"""

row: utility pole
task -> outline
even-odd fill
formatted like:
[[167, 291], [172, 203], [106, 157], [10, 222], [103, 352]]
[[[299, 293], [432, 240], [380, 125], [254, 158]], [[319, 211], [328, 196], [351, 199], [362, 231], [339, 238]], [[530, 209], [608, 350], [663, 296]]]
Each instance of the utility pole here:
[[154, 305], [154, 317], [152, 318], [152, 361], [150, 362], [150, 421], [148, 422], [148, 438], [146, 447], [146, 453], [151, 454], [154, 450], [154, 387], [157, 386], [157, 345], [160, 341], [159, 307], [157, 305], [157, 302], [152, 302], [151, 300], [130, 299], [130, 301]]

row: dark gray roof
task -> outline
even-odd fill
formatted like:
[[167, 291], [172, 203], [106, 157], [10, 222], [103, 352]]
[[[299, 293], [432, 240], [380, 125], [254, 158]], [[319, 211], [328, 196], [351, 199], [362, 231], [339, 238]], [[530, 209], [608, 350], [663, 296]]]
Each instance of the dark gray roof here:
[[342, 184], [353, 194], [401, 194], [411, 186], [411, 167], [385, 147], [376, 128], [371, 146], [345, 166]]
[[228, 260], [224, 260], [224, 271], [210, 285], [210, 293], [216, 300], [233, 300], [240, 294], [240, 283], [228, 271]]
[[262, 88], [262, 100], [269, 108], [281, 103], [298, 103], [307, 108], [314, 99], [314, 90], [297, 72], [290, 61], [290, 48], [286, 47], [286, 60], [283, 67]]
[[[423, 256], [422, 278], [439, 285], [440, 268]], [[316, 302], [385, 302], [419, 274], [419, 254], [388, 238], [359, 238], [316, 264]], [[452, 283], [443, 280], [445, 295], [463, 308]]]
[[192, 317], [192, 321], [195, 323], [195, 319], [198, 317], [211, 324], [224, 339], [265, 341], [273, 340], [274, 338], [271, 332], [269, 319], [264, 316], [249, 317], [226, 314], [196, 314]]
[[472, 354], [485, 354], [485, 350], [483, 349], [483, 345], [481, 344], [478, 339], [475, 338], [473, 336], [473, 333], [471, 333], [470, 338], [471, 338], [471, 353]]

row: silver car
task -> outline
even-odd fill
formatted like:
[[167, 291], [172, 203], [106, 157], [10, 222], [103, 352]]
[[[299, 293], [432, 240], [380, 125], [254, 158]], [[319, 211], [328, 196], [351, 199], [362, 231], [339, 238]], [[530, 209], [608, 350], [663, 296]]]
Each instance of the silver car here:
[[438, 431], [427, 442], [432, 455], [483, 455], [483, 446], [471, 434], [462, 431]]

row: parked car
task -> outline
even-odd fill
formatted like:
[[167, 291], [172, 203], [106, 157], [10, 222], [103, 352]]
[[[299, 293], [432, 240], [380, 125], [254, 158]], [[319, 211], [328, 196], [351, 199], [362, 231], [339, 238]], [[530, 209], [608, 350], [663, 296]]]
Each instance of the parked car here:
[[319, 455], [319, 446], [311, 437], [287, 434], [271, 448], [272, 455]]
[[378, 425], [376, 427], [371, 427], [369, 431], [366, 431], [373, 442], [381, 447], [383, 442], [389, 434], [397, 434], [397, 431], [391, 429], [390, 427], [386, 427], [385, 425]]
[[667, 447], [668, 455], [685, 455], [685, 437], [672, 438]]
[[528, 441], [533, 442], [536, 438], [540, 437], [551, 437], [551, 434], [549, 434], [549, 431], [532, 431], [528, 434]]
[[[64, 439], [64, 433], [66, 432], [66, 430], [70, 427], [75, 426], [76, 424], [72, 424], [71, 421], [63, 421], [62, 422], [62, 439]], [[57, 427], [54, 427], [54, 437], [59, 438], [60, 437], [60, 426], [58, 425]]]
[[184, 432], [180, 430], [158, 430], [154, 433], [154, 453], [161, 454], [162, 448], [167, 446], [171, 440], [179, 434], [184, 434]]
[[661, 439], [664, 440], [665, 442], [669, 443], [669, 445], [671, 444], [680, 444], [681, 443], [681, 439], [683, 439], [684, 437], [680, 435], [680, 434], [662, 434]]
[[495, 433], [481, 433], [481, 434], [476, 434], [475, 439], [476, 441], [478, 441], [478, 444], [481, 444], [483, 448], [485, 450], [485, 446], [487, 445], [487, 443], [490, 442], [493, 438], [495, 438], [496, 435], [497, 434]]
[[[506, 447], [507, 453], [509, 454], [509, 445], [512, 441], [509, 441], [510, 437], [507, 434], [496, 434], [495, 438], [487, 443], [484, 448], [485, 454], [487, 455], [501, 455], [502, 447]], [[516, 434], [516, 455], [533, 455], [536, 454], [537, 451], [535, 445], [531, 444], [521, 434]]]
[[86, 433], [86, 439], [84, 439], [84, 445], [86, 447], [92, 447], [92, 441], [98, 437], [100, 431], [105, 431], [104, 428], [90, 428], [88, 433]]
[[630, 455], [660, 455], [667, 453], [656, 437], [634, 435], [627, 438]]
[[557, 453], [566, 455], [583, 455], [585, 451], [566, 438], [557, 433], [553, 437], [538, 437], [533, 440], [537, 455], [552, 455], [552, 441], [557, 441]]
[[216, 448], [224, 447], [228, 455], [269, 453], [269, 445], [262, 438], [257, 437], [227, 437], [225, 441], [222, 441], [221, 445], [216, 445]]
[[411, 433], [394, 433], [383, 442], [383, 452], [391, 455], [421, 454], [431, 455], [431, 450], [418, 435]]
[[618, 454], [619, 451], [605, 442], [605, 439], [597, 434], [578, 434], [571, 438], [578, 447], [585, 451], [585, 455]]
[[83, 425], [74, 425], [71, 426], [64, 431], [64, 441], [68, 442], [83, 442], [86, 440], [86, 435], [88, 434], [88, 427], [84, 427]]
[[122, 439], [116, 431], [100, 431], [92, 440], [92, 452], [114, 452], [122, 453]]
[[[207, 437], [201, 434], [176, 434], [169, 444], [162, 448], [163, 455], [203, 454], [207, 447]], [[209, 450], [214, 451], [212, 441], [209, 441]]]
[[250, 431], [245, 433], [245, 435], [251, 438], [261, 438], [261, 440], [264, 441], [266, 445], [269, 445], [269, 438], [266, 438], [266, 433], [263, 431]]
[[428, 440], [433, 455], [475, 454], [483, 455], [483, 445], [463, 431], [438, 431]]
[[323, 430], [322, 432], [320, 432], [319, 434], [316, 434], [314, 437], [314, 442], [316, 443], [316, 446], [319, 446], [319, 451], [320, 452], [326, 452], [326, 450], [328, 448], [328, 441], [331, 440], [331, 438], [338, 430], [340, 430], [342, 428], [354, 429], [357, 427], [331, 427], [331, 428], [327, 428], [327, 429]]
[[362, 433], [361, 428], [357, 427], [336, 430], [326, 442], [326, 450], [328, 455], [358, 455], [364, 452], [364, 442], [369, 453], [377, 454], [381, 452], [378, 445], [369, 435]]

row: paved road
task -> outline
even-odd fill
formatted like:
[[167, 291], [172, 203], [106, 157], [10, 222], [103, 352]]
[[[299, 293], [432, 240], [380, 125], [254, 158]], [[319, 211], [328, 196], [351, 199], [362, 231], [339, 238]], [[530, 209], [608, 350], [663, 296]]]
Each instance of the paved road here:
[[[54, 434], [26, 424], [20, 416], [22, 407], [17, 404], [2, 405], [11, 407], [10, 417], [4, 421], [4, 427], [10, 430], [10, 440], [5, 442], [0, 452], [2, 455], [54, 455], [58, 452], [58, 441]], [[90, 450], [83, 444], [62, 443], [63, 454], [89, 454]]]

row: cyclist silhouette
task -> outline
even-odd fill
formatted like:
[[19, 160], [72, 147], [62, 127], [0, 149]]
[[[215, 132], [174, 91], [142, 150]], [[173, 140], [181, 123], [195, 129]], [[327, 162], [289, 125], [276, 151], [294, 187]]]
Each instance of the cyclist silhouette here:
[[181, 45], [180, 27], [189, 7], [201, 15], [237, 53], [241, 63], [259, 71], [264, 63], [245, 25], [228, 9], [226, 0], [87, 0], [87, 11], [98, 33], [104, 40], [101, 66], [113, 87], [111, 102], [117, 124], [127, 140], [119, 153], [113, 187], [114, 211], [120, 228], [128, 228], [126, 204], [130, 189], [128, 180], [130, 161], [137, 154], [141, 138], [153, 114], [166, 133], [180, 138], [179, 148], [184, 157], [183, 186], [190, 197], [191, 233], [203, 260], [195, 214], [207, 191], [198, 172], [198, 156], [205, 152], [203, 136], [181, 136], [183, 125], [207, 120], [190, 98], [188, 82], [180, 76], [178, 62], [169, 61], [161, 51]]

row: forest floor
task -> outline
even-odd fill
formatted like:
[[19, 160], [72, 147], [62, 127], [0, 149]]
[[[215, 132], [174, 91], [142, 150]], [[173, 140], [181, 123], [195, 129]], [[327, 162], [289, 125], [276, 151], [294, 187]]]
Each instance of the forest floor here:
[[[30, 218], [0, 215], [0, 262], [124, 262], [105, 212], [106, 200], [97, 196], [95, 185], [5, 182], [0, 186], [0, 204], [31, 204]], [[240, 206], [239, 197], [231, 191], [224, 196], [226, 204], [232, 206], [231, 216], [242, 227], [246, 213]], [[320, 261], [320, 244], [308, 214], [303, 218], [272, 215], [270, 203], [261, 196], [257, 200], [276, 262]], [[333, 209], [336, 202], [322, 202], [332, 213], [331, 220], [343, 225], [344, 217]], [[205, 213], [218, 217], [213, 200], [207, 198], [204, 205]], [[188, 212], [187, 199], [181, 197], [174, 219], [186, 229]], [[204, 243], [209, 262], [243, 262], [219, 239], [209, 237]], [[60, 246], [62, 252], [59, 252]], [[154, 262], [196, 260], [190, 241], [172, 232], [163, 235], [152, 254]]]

"""

**DO THIS**
Repeat the listing above from its very first line down to the line containing "299], [130, 301]]", including both of those lines.

**THE REPLY**
row: utility pole
task -> outline
even-odd fill
formatted like:
[[167, 291], [172, 203], [106, 157], [10, 222], [103, 352]]
[[[299, 293], [432, 240], [380, 125], [254, 158]], [[319, 211], [328, 196], [351, 199], [362, 231], [339, 238]], [[530, 209], [608, 350], [663, 296]]]
Each instance of the utility pole here:
[[154, 305], [154, 317], [152, 318], [152, 361], [150, 362], [150, 421], [148, 422], [148, 438], [146, 447], [146, 453], [151, 454], [154, 450], [154, 387], [157, 386], [157, 345], [160, 341], [159, 307], [157, 305], [157, 302], [152, 302], [151, 300], [130, 299], [130, 301]]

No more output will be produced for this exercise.